- [WHAT IS NEEDED]:
Recast every line of the records below as a Markdown table with the columns Row and Line. Number the rows in order and leave out blank lines.

- [RECORD EXTRACTS]:
════════════════

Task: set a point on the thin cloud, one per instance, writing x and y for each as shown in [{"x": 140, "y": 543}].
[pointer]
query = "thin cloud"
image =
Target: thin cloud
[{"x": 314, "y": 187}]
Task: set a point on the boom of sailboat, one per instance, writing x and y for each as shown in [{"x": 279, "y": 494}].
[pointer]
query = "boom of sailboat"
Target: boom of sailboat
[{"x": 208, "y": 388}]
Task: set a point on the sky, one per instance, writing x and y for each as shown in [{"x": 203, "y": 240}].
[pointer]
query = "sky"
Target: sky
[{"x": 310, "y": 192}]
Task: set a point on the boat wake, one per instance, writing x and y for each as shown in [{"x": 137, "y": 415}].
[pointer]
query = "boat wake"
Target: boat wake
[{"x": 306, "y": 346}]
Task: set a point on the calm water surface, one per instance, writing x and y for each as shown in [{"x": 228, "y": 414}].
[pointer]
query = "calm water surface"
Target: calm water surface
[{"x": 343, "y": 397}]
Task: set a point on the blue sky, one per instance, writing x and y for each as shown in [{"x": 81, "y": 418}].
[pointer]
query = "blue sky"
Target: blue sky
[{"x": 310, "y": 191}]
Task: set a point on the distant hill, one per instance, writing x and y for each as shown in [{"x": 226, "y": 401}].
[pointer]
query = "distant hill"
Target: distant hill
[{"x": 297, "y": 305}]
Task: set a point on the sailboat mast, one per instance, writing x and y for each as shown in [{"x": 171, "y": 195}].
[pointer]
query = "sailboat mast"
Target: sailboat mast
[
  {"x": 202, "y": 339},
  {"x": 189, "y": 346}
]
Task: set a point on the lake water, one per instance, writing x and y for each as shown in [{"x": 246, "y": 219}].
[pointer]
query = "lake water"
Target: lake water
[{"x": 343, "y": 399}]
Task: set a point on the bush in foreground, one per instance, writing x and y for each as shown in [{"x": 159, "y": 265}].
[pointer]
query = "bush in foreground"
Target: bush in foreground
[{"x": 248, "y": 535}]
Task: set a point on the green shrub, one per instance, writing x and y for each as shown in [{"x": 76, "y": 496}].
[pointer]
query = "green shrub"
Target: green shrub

════════════════

- [RESULT FOR THIS TASK]:
| Row | Line |
|---|---|
| 1 | Task: set a point on the thin cloud, one per instance, writing x and y for each as shown in [{"x": 140, "y": 543}]. |
| 2 | [pointer] |
| 3 | query = "thin cloud" |
| 4 | image = |
| 5 | Target: thin cloud |
| 6 | [{"x": 314, "y": 187}] |
| 7 | Task: set a point on the boom of sailboat, one per instance, writing x and y for each as shown in [{"x": 279, "y": 494}]. |
| 8 | [pointer] |
| 9 | query = "boom of sailboat" |
| 10 | Target: boom of sailboat |
| 11 | [{"x": 208, "y": 388}] |
| 12 | Task: set a point on the sky, one per instance, writing x and y for each as shown in [{"x": 203, "y": 240}]. |
| 13 | [pointer] |
| 14 | query = "sky" |
| 15 | Target: sky |
| 16 | [{"x": 310, "y": 192}] |
| 17 | Task: set a point on the boat wake, one per instance, writing x and y for each as shown in [{"x": 137, "y": 415}]. |
| 18 | [pointer] |
| 19 | query = "boat wake" |
| 20 | Target: boat wake |
| 21 | [{"x": 306, "y": 346}] |
| 22 | Task: set a point on the calm water surface, one per instance, writing x and y for each as shown in [{"x": 228, "y": 414}]. |
| 23 | [pointer] |
| 24 | query = "calm water surface" |
| 25 | Target: calm water surface |
| 26 | [{"x": 343, "y": 397}] |
| 27 | Task: set a point on the blue sky, one per instance, writing x and y for each as shown in [{"x": 81, "y": 418}]. |
| 28 | [pointer] |
| 29 | query = "blue sky" |
| 30 | Target: blue sky |
| 31 | [{"x": 310, "y": 191}] |
| 32 | Task: set a point on the distant hill, one per instance, writing x and y for each as shown in [{"x": 226, "y": 401}]. |
| 33 | [pointer] |
| 34 | query = "distant hill" |
| 35 | Target: distant hill |
| 36 | [{"x": 297, "y": 305}] |
| 37 | Task: set a point on the sailboat mast, one per instance, writing x and y for each as shown in [{"x": 171, "y": 195}]. |
| 38 | [pointer] |
| 39 | query = "sailboat mast" |
| 40 | Target: sailboat mast |
| 41 | [ |
| 42 |   {"x": 202, "y": 339}, |
| 43 |   {"x": 189, "y": 346} |
| 44 | ] |
| 45 | Task: set a point on the lake water, one per instance, writing x and y for each as shown in [{"x": 246, "y": 219}]. |
| 46 | [pointer] |
| 47 | query = "lake water" |
| 48 | Target: lake water |
| 49 | [{"x": 343, "y": 399}] |
| 50 | Task: set a point on the bush in foreground, one per instance, writing x and y for each as shown in [{"x": 159, "y": 265}]. |
| 51 | [pointer] |
| 52 | query = "bush in foreground" |
| 53 | Target: bush in foreground |
| 54 | [{"x": 248, "y": 535}] |
| 55 | Task: set a point on the green shrub, one per instance, writing x and y for each as shown in [{"x": 76, "y": 496}]. |
| 56 | [pointer] |
| 57 | query = "green shrub" |
| 58 | Target: green shrub |